Robert Woodhouse (born 23 June 1966) is an Australian former competition swimmer who specialised in medley swimming. He is now a prominent sports agent and company director.  Woodhouse and Brendon Smith are the only Australian men to have won an Olympic medal in an individual medley event. He was awarded the Australian Sports Medal in 2000.

Biography 
Woodhouse was educated at Melbourne's Scotch College, Swinburne University (BBus), and Victoria University (MBA).

Representing the Australian swimming team, he competed at the 1984 Summer Olympics in Los Angeles and the 1988 Summer Olympics in Seoul, as well as the Commonwealth Games in Brisbane (1982), Edinburgh (1986), and Auckland (1990).  He was an Australian Institute of Sport (AIS) scholarship holder. His sister Susie was also an AIS scholarship holder. He is also the uncle of Susie's children, David and Emma McKeon, who are also Olympic swimmers.

**Task goal**
According to the swimmer biography, at which university did Robert Woodhouse earn his MBA?

**Excerpted records**
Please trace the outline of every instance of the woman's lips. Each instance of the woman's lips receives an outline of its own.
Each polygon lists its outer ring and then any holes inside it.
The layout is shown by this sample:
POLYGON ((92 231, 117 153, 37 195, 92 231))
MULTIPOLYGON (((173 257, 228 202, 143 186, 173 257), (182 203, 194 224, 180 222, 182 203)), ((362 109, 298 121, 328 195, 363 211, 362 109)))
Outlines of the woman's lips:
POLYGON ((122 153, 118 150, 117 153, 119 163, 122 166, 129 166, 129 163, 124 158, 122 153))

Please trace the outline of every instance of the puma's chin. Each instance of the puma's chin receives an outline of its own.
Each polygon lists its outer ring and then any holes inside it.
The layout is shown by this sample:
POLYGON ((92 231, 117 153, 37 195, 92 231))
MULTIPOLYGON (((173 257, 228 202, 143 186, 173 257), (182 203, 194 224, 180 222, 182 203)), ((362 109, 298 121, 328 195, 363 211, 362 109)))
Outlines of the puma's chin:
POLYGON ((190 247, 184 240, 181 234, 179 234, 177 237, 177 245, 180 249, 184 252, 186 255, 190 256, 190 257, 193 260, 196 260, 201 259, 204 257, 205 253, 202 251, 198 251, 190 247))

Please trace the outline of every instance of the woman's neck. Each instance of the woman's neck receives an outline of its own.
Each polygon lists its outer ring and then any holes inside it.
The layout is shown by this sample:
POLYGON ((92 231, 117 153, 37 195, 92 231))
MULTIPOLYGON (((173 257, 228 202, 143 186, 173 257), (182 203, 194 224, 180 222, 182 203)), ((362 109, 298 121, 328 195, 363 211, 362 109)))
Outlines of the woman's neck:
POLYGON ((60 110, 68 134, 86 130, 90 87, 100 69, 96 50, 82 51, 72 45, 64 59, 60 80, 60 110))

**Answer to this exercise**
Victoria University